- _WORK ORDER_
Every record that follows must be set down word for word.

SOURCE DATA section start

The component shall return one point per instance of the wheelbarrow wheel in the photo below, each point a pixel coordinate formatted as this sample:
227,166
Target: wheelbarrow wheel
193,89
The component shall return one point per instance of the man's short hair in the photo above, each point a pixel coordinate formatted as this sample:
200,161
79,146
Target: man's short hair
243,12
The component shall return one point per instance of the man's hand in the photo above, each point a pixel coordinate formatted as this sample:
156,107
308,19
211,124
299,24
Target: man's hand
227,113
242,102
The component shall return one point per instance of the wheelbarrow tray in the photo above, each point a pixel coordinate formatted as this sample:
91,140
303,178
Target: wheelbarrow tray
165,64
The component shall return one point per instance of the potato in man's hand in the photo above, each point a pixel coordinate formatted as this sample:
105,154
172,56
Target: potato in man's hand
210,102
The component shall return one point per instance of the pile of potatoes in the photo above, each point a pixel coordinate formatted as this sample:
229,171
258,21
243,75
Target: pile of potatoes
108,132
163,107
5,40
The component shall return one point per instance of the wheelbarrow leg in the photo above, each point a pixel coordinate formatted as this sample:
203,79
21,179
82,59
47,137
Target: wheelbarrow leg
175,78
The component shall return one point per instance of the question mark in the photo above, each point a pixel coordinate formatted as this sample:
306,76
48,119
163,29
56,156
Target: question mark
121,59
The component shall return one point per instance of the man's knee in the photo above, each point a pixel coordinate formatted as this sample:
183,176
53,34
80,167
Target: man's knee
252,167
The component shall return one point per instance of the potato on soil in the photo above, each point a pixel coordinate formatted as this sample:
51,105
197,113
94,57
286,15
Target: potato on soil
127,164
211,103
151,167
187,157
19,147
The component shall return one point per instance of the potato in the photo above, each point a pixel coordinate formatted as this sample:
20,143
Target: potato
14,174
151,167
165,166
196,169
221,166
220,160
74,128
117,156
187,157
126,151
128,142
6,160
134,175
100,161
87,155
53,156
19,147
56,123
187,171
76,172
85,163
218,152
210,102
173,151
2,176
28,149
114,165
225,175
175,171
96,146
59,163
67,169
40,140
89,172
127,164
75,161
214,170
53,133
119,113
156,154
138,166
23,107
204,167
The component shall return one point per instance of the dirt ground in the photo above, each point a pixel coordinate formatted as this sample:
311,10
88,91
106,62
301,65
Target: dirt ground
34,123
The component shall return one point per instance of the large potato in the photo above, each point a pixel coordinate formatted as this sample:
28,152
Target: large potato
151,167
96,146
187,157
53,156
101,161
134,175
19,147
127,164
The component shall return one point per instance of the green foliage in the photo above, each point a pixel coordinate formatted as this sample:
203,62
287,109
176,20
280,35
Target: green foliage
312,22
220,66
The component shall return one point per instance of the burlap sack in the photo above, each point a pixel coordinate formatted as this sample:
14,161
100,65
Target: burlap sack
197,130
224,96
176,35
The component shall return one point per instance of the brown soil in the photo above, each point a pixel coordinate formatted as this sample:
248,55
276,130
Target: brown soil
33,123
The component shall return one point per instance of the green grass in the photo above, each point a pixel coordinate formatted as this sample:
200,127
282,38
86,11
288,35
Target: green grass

SOURCE DATA section end

- _ANSWER TO THIS PROBLEM_
The component shall return one point per instance of the wheelbarrow wheel in the photo below, each point a pixel coordinate formatted as this sample:
227,166
Target: wheelbarrow wheel
193,89
The component shall return one point per instance of the man's short hair in the photo above, each point a pixel coordinate formatted as this sample:
200,161
79,146
Target: man's short hair
243,12
The component shall return one point per instance of the man's hand in the photo above, each point a pixel coordinate formatted as this sample:
156,107
308,19
211,124
299,24
Target: man's hand
227,113
242,102
The component shall return one point per instance of the wheelbarrow tray in the photo above, each point a pixel coordinate formatted as this sample:
91,140
303,178
Target: wheelbarrow tray
165,64
The component shall return one point per instance of the potato in man's hand in the photo above, each point a pixel coordinate formatted as this sample:
105,154
172,56
Target: potato in man's hand
210,102
The component shall return one point per instance of the pile of potatoes in the photo above, each point a pixel coordinate formatted as this sample:
229,171
258,21
243,75
Target: pile of potatoes
108,132
163,107
5,40
The component shall return one point per instance of the wheelbarrow leg in the photo above, each point a pixel coordinate formatted as this sample:
203,79
21,179
82,59
47,137
Target: wheelbarrow leg
175,78
The component shall return one point per instance of the question mark in the photo above, each point a pixel coordinate formatted as this sample:
306,76
48,119
163,29
56,156
Target: question mark
121,59
The component shall return one point per instance of the man's knee in the photo above, each point a pixel coordinate formatted as this sample:
183,176
53,34
80,167
Target: man's knee
252,167
The component shall return one point per instance of the potato on soil in the photo above, each point a pixel coordinate formatted as this sample:
51,105
197,113
94,57
286,15
Target: potato on soil
127,164
211,103
151,167
187,157
19,147
The component shall return one point per instance of the potato in the photo above, each point a pixel coordinate formatted as this sample:
20,143
Target: potato
14,174
151,167
165,166
196,169
221,166
220,160
74,128
117,156
187,157
126,151
128,142
6,160
134,175
100,161
87,155
53,156
19,147
56,123
187,171
76,172
85,163
218,152
210,102
173,151
2,176
28,149
114,165
225,175
175,171
96,146
59,163
67,169
40,140
89,172
127,164
75,161
214,170
53,133
119,113
156,154
138,166
23,107
204,167
The component shall return one point per instance of the dirt ground in the photo above, each point a pixel coordinate formatted as this sample:
311,10
88,91
106,62
301,65
Target: dirt ground
34,123
The component shall return one point per instance of the large potato in the photo above, each point a pixel coordinate formatted as this sample:
28,152
Target: large potato
151,167
96,146
187,157
53,156
101,161
134,175
19,147
127,164
The component shall return one point per instance of the green foliage in the photo above, each point a pixel coordinate formatted as this sample:
203,62
287,109
176,20
280,35
Target: green foliage
312,22
220,66
The component shall return one point per instance of the burlap sack in the photo above, each point a pixel coordinate formatted as this sample:
14,161
100,65
Target: burlap sack
197,130
224,96
176,35
The component shall return one point per instance of the brown soil in the photo above, each point a pixel coordinate formatted as this sample:
248,55
276,130
Target: brown soil
33,123
The component shall return one point per instance of the green grass in the photo above, each point a pixel coordinate formatted as this sample:
200,127
282,38
86,11
288,35
Target: green grass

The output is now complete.